EXERCISE — Render the listing below as a JSON list of strings, one string per line, with blank lines and pictures left out.

(Stored data)

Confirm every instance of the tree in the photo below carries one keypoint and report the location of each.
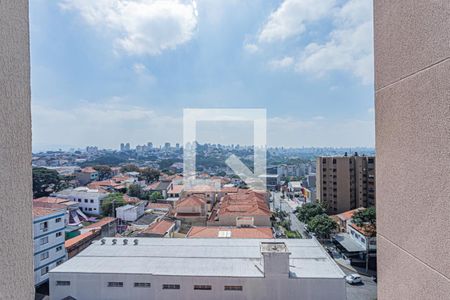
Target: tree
(155, 196)
(308, 211)
(107, 203)
(322, 225)
(149, 174)
(366, 219)
(45, 181)
(129, 168)
(135, 190)
(104, 172)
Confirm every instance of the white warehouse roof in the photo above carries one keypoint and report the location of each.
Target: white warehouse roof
(198, 257)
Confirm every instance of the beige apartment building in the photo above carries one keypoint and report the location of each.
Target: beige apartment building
(345, 182)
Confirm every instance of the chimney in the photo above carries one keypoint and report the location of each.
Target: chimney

RESPONSE BELOW —
[
  "Confirm every instance of the tree in the photo below carries one keypoint and report the location of each.",
  "Target: tree",
  "(155, 196)",
  "(308, 211)",
  "(107, 203)",
  "(322, 225)",
  "(149, 174)",
  "(366, 219)",
  "(45, 181)",
  "(129, 168)",
  "(135, 190)",
  "(104, 172)",
  "Confirm every instance of the white warehouse roof in the photo above carries one keypoint and report the location of each.",
  "Target: white warehouse roof",
  "(198, 257)",
  "Confirm every instance of the beige apartment building in the photo above carries one keypoint and report the location of each.",
  "Target: beige apartment building",
  "(345, 182)",
  "Confirm every instance of the chimney in the photo above carries one keypoint and report the location of each.",
  "Target: chimney"
]